PROBLEM REQUIREMENTS = Copy, from the data below, every line that has "blade" in it.

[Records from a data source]
:::
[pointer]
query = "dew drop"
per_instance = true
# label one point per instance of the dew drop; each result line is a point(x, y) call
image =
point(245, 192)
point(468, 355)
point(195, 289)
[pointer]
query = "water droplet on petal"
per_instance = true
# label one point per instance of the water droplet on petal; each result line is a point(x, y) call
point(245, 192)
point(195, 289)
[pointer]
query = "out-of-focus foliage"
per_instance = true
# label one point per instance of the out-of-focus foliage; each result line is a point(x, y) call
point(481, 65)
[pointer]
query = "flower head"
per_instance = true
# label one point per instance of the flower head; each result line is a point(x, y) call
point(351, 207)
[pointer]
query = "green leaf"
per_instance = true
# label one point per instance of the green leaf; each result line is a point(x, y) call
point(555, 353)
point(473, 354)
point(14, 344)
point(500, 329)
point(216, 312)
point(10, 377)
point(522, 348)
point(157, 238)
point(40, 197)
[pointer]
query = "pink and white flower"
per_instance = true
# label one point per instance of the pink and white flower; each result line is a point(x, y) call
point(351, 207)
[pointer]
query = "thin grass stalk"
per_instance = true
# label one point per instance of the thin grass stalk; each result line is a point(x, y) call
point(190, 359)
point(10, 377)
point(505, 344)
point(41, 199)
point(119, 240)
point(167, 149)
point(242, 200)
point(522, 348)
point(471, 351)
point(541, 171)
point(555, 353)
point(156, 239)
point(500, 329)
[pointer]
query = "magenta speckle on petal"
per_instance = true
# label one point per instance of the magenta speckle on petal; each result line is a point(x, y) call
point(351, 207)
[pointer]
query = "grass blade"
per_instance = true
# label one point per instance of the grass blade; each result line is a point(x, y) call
:::
RESULT OF THE EXERCISE =
query = "grass blade"
# label one point per instance of the grass blade; each result line is a point(x, y) call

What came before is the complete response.